# QUOTED PASSAGE
+ + + + +
Carlo Mollino (6 May 1905 – 27 August 1973) was an Italian architect, designer, photographer and educator.

Biography 

Carlo Mollino was born on May 6, 1905, in Turin, a major industrial city and cultural center in northwest Italy. He was the only son of Jolanda Testa (1884-1966) and Eugenio Mollino (1873-1953), a prolific engineer who built more than 300 buildings of the most diverse types.

Carlo Mollino graduated in architecture in July 1931 at the Royal Superior School of Architecture in Turin. Before and after graduation he collaborated with his father who mentored him in the design of technical architectural elements and had him oversee construction sites.

Only in 1933 he began his personal career winning a competition for the construction of an office building in Cuneo and writing "The Life of Oberon", a fictional short story published in the architectural magazine Casabella.

During the war years he wrote a volume of photographic history and criticism, Message from the Darkroom (Il Messaggio dalla Camera Oscura, published in 1949), and a manual of skiing technique, Introduction to Downhill Skiing (Introduzione al Discesismo, published in 1950).

In the 1940s he began to write essays on architecture and from 1949 up until his death he taught at the Faculty of Architecture in Turin, becoming a full professor in 1953. 

In 1955 he designed a car, the Bisiluro, which competed that year in the 24 Hours of Le Mans. In 1956 he began to fly specializing in aerobatics and later participated in Italian and European competitions.

Carlo Mollino did not marry and had no children, he experienced an important love story with the sculptor Carmelina Piccolis between 1948 and 1955.
+ + + + +
# GIVEN ENTRIES
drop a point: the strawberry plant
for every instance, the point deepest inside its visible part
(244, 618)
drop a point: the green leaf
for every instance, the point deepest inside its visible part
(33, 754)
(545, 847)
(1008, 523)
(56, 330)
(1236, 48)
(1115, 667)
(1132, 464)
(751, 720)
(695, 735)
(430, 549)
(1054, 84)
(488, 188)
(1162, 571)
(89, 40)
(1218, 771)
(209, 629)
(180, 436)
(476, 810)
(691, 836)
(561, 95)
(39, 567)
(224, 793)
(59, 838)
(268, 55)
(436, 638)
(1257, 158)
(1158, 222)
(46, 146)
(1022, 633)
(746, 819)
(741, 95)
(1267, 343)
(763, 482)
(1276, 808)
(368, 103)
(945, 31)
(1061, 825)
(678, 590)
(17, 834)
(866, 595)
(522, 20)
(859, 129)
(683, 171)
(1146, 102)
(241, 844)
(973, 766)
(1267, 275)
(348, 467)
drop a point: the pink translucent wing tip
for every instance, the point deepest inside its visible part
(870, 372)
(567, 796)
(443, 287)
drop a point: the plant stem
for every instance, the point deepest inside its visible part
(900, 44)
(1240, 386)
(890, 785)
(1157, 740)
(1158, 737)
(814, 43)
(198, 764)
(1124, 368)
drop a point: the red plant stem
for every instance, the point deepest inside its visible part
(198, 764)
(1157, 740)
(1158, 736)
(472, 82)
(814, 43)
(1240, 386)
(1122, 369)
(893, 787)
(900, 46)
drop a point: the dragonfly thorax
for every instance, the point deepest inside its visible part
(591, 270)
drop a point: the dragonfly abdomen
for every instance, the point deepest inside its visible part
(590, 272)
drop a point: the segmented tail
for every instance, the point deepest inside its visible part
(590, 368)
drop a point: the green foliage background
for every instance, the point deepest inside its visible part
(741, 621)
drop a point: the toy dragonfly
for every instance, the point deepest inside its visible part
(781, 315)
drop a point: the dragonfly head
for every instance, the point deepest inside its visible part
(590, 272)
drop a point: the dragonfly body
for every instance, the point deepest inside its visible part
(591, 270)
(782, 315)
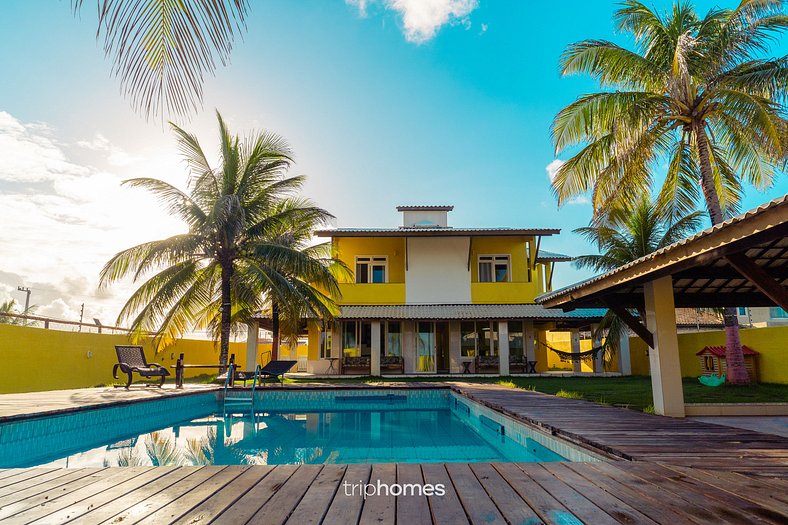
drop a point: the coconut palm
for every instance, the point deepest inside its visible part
(626, 235)
(696, 94)
(162, 49)
(220, 271)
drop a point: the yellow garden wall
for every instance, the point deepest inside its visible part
(35, 359)
(771, 343)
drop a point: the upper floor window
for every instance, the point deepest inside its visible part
(371, 269)
(494, 269)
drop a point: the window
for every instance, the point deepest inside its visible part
(325, 342)
(515, 338)
(777, 312)
(393, 339)
(468, 339)
(371, 269)
(494, 269)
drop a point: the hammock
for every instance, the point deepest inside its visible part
(567, 357)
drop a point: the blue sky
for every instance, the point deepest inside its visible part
(383, 102)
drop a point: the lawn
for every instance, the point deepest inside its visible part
(632, 391)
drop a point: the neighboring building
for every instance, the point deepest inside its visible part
(433, 299)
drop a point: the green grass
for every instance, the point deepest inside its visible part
(631, 392)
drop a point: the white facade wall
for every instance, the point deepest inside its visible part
(437, 270)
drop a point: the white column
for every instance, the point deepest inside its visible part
(664, 358)
(574, 341)
(529, 342)
(375, 349)
(252, 334)
(503, 348)
(596, 341)
(624, 363)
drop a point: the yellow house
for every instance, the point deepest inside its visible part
(428, 298)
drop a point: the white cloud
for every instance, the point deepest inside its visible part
(421, 19)
(63, 220)
(552, 171)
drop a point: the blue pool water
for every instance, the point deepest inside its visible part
(286, 427)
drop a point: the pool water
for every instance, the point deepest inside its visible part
(287, 428)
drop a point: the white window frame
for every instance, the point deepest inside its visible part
(373, 260)
(493, 259)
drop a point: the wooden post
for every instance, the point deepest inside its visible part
(664, 357)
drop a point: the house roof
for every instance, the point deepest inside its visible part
(703, 275)
(426, 208)
(466, 311)
(436, 232)
(719, 351)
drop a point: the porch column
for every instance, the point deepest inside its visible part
+ + + + +
# DIRECTIVE A
Rewrite the Carlo Mollino biography from "Carlo Mollino (6" up to and including "architectural magazine Casabella.", putting "Torino" wherever "Turin" appears.
# DIRECTIVE B
According to the Carlo Mollino biography, in which race did the Bisiluro compete in 1955?
The records have no connection to the Carlo Mollino biography.

# RIGHT ANSWER A
Carlo Mollino (6 May 1905 – 27 August 1973) was an Italian architect, designer, photographer and educator.

Biography 

Carlo Mollino was born on May 6, 1905, in Torino, a major industrial city and cultural center in northwest Italy. He was the only son of Jolanda Testa (1884-1966) and Eugenio Mollino (1873-1953), a prolific engineer who built more than 300 buildings of the most diverse types.

Carlo Mollino graduated in architecture in July 1931 at the Royal Superior School of Architecture in Torino. Before and after graduation he collaborated with his father who mentored him in the design of technical architectural elements and had him oversee construction sites.

Only in 1933 he began his personal career winning a competition for the construction of an office building in Cuneo and writing "The Life of Oberon", a fictional short story published in the architectural magazine Casabella.

# RIGHT ANSWER B
The 24 Hours of Le Mans.